→ Exercise details: Report each line from the entries in which "below" can be found.

[Data provided Boundary: Start]

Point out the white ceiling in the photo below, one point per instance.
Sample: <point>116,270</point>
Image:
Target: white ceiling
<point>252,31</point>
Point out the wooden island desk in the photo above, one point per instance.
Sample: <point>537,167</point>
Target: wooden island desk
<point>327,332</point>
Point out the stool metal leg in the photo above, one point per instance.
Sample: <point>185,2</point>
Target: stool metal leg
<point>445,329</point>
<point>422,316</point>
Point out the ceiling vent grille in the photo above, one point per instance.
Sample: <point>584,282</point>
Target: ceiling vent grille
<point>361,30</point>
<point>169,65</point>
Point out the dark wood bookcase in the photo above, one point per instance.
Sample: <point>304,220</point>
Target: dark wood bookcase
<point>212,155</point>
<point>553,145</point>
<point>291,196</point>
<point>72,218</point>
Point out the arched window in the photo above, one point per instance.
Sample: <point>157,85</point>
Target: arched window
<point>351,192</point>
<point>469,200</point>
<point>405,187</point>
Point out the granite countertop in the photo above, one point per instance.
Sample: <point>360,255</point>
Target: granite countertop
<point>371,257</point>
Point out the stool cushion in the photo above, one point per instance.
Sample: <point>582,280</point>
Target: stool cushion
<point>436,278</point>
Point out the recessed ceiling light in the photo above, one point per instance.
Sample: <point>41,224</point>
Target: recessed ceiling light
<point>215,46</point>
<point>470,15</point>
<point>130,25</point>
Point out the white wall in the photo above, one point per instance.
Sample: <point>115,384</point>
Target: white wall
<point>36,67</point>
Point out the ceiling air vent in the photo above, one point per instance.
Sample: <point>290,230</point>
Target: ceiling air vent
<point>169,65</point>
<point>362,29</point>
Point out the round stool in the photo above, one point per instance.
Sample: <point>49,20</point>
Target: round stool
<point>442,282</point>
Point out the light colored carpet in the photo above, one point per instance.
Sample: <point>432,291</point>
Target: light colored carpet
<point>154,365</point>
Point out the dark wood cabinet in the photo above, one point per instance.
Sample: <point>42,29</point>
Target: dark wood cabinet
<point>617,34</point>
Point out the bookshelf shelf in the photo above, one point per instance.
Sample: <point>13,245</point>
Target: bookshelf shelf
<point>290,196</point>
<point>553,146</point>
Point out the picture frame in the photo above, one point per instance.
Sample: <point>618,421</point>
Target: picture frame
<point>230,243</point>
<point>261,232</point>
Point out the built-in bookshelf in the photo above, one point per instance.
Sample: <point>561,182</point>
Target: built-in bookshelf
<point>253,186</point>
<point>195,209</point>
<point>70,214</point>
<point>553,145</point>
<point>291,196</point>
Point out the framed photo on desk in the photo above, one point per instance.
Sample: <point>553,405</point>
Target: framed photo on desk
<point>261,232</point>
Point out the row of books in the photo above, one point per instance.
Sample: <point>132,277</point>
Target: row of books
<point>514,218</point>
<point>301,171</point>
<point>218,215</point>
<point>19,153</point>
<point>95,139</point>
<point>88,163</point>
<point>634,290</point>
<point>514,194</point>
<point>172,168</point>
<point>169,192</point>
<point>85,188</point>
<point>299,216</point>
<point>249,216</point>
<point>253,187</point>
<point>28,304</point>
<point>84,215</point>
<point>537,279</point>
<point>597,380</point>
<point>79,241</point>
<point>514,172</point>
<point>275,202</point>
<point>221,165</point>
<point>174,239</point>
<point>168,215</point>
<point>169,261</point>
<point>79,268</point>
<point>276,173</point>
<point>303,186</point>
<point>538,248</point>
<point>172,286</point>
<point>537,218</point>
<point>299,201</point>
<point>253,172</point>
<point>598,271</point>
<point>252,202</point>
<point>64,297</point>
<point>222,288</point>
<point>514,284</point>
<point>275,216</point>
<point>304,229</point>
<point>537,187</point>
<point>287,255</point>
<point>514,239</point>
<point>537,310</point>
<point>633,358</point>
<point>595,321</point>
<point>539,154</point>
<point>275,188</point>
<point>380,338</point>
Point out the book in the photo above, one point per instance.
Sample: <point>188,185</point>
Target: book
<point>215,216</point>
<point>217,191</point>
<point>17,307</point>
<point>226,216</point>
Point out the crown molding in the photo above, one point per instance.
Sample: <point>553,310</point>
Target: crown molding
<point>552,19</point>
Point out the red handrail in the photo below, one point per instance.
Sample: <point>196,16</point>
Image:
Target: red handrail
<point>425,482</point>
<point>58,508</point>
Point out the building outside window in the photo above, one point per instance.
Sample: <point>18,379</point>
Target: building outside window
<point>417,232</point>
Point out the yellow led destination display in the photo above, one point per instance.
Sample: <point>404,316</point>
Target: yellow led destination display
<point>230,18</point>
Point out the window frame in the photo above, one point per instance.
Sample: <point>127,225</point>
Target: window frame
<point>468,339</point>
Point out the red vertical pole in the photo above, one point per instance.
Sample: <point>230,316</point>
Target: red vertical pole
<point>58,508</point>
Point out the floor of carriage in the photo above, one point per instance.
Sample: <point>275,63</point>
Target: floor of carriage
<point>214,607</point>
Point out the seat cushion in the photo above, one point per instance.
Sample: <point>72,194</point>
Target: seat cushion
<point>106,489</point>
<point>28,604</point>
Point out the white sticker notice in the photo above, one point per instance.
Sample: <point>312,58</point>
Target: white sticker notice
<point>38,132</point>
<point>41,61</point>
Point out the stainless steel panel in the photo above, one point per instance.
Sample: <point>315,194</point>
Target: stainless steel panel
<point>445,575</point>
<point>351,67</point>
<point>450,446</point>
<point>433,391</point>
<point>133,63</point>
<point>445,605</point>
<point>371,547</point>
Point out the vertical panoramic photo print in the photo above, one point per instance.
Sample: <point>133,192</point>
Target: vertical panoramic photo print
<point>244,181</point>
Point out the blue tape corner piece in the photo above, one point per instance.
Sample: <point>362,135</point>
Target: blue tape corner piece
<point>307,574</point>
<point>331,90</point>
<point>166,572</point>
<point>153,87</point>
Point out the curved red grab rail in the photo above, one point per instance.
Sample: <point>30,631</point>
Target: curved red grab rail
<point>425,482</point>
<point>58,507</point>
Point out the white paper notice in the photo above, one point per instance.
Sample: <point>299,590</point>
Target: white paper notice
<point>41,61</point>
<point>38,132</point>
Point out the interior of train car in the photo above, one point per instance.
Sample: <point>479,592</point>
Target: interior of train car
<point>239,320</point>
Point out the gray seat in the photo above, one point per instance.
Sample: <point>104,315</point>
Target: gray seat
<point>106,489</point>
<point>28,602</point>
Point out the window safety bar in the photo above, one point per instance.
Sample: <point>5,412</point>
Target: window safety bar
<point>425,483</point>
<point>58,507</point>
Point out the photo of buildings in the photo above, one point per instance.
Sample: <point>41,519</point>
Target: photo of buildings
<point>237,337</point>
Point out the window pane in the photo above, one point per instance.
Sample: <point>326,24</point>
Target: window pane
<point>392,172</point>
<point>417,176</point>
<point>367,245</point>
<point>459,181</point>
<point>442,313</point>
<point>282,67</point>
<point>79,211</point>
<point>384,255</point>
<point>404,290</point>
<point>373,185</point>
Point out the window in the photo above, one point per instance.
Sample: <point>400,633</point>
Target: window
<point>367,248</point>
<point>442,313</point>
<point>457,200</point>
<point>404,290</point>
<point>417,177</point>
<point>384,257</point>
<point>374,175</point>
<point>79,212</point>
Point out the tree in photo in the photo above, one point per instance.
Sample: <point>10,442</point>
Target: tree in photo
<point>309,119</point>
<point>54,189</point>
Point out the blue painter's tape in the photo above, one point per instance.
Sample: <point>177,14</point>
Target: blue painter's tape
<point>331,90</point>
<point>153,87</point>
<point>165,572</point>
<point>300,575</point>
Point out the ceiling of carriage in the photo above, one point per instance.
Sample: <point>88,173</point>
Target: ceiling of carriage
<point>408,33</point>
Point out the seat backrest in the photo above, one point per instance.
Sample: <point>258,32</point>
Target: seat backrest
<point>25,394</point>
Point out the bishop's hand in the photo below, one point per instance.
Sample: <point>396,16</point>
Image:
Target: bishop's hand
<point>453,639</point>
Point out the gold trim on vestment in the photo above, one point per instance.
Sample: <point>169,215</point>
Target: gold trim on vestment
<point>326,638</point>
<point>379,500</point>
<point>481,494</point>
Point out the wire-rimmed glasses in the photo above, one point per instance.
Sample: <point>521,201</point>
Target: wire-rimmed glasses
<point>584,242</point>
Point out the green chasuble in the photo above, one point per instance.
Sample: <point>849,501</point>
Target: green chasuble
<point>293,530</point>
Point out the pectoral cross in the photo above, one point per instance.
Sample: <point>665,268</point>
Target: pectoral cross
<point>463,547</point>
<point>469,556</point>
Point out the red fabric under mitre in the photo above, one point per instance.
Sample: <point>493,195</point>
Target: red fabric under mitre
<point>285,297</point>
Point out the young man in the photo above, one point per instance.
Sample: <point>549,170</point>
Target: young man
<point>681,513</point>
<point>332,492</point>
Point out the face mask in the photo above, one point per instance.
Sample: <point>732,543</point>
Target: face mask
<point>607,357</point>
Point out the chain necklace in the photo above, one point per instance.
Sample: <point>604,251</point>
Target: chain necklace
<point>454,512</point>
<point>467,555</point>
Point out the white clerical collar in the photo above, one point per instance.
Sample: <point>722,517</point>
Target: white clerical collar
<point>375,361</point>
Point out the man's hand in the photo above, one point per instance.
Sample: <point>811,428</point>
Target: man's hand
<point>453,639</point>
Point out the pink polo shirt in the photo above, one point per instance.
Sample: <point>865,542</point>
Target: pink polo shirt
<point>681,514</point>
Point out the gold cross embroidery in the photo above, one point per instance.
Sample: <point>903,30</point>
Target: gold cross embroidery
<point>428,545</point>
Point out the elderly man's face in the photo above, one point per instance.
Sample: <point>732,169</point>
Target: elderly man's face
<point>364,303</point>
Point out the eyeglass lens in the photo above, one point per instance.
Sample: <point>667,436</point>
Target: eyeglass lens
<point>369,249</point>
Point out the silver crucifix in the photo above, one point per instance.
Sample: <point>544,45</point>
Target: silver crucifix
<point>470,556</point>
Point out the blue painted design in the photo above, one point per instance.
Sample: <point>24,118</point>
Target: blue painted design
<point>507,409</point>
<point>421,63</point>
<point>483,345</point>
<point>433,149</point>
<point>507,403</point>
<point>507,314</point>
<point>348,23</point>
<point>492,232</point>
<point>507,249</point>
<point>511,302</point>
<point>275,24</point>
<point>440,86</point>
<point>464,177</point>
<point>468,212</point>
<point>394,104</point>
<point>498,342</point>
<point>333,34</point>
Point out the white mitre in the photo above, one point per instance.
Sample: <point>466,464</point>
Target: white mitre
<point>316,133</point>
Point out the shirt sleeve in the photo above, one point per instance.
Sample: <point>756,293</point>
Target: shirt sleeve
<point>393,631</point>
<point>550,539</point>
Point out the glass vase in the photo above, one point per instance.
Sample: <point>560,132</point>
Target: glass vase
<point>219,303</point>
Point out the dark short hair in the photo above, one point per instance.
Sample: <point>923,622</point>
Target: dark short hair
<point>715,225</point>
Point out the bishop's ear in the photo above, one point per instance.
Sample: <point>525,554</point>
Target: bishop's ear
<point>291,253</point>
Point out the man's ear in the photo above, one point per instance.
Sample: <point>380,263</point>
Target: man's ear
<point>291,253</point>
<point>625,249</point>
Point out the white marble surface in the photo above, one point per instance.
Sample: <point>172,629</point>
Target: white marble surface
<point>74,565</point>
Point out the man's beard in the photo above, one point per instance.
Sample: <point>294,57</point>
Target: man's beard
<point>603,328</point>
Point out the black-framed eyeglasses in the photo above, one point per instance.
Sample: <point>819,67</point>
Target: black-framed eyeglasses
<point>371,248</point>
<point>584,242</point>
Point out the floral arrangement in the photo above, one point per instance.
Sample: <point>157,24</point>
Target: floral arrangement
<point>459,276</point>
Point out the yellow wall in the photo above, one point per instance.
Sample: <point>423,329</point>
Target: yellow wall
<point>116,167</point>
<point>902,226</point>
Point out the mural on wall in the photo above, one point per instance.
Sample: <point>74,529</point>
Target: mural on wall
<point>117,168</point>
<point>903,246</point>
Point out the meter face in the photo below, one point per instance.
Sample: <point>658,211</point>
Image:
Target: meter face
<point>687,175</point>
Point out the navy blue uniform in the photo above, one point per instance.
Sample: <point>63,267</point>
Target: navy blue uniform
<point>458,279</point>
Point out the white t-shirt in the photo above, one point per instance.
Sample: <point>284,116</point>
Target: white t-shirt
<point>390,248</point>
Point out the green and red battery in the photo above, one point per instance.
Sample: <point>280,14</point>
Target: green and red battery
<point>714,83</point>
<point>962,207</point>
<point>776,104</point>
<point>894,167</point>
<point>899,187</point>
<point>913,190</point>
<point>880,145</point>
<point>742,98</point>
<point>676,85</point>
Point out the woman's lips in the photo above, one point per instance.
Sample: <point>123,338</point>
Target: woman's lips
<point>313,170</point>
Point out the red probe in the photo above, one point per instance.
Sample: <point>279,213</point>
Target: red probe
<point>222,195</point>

[Data provided Boundary: End]

→ Response to this task:
Point out the white ceiling in the photo below, one point per instance.
Point out the red handrail in the photo below, one point per instance.
Point out the bishop's hand in the photo below, one point per instance.
Point out the meter face in the photo below, one point per instance.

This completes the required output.